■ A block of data
--
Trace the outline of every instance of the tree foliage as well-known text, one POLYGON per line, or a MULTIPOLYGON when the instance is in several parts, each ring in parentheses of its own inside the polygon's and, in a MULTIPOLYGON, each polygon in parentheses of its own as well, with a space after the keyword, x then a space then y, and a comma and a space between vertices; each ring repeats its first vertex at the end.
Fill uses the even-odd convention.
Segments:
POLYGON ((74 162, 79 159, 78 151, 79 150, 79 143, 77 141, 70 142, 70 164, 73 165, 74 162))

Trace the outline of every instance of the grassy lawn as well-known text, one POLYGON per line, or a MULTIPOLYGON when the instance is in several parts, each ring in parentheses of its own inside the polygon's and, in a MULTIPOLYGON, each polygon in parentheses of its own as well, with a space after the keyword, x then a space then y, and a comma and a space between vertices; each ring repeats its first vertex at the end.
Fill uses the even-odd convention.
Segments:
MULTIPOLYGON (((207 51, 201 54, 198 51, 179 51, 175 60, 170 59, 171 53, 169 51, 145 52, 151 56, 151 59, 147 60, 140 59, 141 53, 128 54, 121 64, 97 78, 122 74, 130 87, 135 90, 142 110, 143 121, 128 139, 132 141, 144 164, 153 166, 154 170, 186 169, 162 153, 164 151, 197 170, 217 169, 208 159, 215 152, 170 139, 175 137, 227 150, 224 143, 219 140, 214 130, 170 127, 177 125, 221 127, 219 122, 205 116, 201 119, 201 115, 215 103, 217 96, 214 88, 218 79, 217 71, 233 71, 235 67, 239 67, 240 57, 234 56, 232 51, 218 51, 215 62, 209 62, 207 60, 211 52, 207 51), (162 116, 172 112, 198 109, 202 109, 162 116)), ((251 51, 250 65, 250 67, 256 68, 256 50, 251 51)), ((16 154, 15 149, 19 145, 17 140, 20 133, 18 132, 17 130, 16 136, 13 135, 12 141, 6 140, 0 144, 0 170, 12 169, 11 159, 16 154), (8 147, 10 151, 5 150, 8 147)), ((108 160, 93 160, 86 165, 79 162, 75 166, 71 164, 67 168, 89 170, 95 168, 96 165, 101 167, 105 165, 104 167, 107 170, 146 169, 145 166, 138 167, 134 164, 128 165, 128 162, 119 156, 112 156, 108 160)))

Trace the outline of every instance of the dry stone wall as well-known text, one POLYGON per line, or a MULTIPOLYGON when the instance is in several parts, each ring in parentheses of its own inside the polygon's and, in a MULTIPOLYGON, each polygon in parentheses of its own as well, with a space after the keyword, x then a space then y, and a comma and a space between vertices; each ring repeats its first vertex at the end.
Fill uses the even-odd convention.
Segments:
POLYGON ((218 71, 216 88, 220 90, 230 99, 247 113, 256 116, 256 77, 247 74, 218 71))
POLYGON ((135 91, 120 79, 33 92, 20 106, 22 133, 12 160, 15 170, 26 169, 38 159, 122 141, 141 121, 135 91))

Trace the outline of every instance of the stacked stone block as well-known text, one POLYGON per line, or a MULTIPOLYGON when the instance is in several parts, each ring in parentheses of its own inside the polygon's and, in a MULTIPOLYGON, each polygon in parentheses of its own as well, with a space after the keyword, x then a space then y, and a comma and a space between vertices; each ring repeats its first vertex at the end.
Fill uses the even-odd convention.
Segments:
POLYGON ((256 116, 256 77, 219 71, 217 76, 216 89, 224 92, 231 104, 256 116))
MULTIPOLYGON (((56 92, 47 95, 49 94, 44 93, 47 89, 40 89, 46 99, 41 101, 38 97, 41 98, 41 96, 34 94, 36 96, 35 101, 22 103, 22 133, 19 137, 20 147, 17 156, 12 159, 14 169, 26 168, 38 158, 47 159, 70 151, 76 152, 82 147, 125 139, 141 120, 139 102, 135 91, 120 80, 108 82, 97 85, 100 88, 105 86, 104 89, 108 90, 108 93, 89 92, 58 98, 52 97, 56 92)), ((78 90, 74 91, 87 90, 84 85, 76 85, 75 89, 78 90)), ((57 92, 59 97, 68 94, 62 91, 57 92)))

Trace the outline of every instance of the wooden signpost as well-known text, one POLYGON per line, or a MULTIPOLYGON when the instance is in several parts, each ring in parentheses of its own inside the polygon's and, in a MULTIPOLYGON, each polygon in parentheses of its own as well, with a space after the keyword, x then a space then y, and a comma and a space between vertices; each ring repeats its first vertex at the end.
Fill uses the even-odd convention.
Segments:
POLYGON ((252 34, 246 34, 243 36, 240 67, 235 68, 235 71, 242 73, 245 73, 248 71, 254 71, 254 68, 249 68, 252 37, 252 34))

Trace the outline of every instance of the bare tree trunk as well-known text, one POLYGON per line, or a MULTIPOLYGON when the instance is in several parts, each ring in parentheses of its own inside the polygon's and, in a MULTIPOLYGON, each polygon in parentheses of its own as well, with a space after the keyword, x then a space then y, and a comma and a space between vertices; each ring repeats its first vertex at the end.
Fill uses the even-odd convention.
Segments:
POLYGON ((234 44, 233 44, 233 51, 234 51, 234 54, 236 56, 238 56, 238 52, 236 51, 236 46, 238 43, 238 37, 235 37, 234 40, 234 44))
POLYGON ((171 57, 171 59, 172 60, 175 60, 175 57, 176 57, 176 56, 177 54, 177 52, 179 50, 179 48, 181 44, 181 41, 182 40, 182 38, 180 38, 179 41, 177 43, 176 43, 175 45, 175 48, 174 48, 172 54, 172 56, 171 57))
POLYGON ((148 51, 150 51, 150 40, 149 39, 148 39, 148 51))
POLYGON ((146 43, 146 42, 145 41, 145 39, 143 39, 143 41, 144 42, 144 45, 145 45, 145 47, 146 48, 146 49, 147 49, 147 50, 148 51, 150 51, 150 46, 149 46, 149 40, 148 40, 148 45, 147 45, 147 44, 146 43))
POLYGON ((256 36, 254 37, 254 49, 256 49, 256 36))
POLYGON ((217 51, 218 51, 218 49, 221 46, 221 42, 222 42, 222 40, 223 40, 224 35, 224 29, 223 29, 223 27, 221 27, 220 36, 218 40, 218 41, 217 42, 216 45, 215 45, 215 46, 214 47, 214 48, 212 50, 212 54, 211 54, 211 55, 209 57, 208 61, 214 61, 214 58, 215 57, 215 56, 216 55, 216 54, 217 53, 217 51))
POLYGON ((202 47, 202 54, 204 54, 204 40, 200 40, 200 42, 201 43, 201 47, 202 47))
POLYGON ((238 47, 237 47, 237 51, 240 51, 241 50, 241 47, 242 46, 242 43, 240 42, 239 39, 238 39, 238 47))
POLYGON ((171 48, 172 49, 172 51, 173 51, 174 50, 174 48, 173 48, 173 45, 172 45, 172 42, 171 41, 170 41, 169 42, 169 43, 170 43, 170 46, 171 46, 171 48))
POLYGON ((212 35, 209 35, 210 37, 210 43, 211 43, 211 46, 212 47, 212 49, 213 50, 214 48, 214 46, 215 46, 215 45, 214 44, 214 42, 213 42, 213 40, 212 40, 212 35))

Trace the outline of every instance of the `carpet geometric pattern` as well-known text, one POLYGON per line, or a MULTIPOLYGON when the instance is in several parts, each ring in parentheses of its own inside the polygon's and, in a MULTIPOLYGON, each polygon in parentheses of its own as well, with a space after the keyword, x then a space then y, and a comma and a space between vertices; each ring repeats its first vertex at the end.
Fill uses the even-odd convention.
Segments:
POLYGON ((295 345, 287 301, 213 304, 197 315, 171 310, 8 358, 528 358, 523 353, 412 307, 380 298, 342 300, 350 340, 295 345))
--
■ Task description
Reproduce the lines word for word, starting at the first line and ending with the line that contains "POLYGON ((74 162, 79".

■ Finished task
Trace the outline of every instance of the tree foliage as well-known text, one POLYGON per line, or a MULTIPOLYGON when the instance is in several parts, each ring in parentheses of its own inside the polygon's and, in a MULTIPOLYGON, each polygon in parentheses of its own as well, with a space after the keyword, x then a space then y, and a comma and a space between vertices; each ring repeats its first vertex at the end.
Fill uses the even-odd convention.
Segments:
POLYGON ((74 162, 79 159, 78 151, 79 150, 79 143, 77 141, 70 142, 70 164, 73 165, 74 162))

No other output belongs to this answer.